Pull out the lines from the records below, word for word. Begin at the line that has "of the pine" and stop after the line that has "Target: pine branch with green needles", keeping both of those lines.

▶ DATASET ROWS:
┄┄┄┄┄┄┄┄┄┄┄┄┄┄┄┄┄┄┄┄

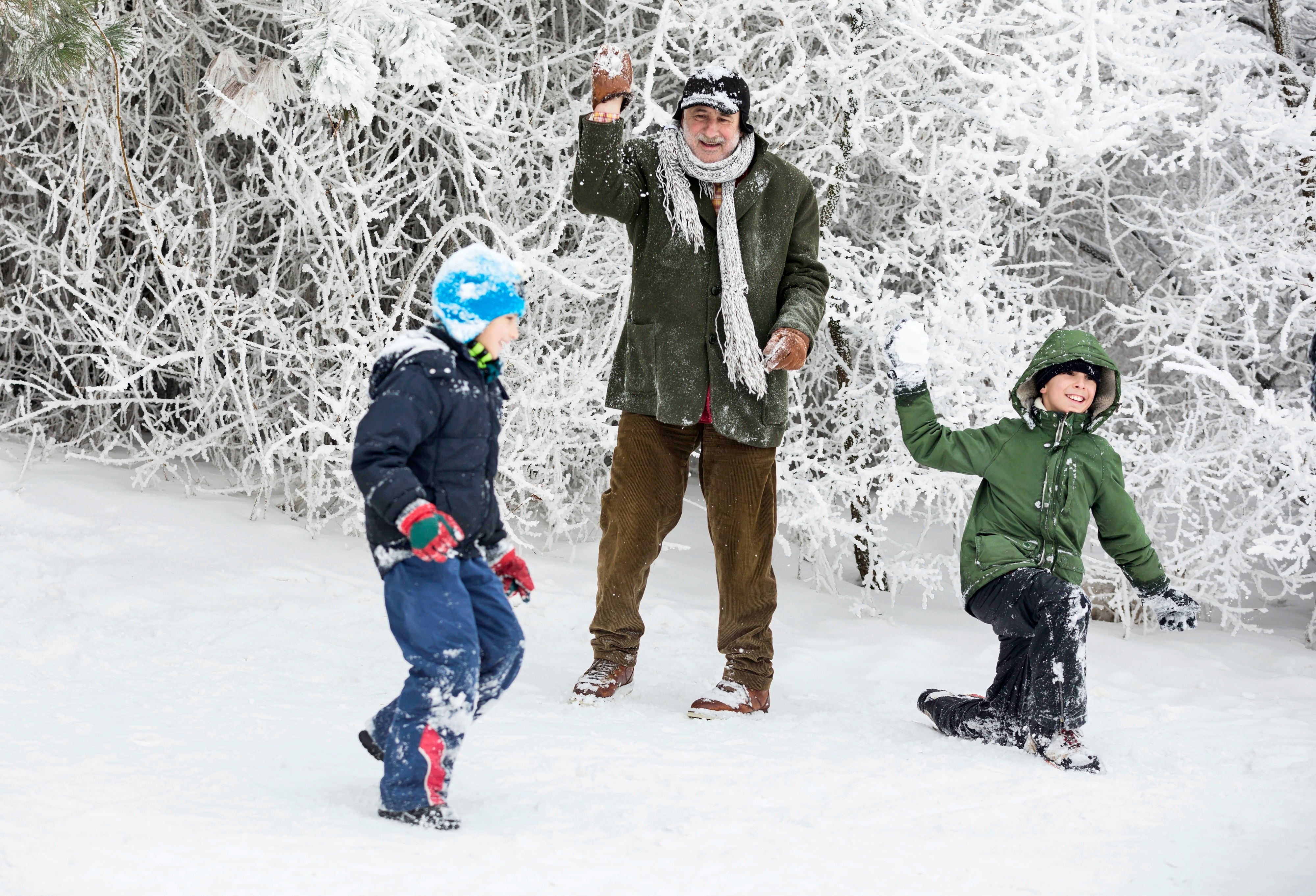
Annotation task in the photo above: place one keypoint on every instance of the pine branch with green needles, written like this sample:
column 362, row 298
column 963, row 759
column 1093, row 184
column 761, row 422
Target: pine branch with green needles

┄┄┄┄┄┄┄┄┄┄┄┄┄┄┄┄┄┄┄┄

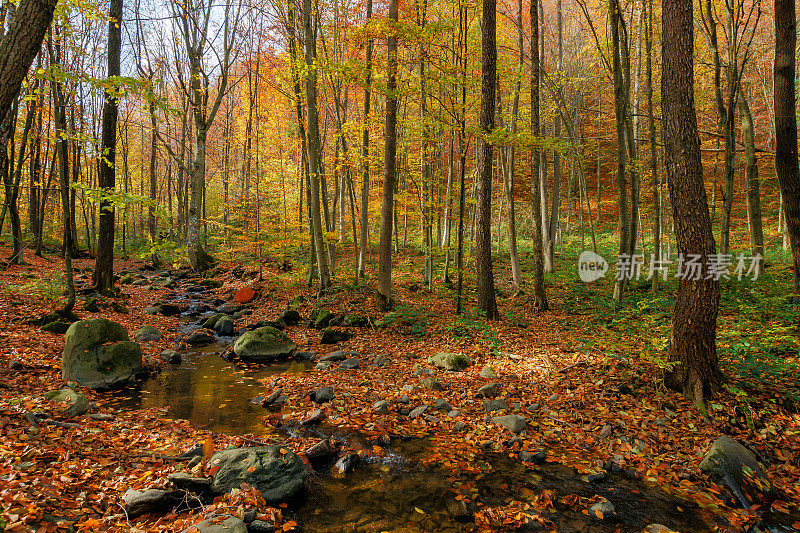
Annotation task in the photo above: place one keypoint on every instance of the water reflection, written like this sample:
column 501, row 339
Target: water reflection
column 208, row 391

┄┄┄┄┄┄┄┄┄┄┄┄┄┄┄┄┄┄┄┄

▶ WORKED SOLUTION:
Annotation task in the photo above: place one keypoint on every instance of the pine branch with green needles, written like this sample:
column 362, row 298
column 963, row 759
column 1093, row 184
column 761, row 422
Target: pine branch with green needles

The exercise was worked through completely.